◆ DATA ROWS ◆
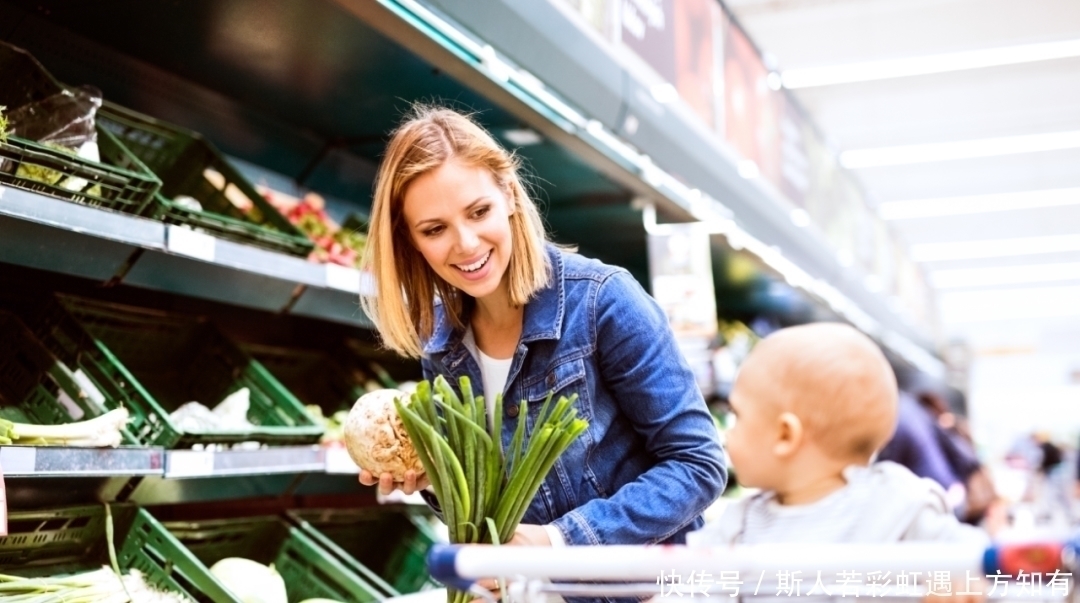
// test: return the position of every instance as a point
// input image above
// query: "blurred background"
(908, 166)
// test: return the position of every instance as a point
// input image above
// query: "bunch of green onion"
(98, 586)
(100, 431)
(483, 490)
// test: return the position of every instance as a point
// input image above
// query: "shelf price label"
(185, 241)
(339, 461)
(189, 464)
(342, 278)
(3, 504)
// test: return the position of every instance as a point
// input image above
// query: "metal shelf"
(58, 236)
(57, 461)
(262, 461)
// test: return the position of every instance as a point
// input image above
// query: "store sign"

◆ REQUIREMENT ◆
Reproduce all of the records above without the pictures, swapping every "test" for "task" and leaving everything else the same.

◆ WRITTEN SOLUTION ◆
// task: return the position of every instance as a point
// input image above
// query: "blurred background"
(908, 166)
// task: return the position of every instance as a point
// input image above
// query: "bunch of green onion"
(98, 586)
(100, 431)
(483, 490)
// task: return the position of every instance as a point
// input image above
// query: "shelf price label"
(185, 241)
(339, 461)
(189, 464)
(342, 278)
(3, 504)
// task: return the position of every instance as a point
// input image above
// query: "metal shelf"
(58, 236)
(57, 461)
(262, 461)
// task: return the position of every instance as a point
// input image above
// query: "store sign"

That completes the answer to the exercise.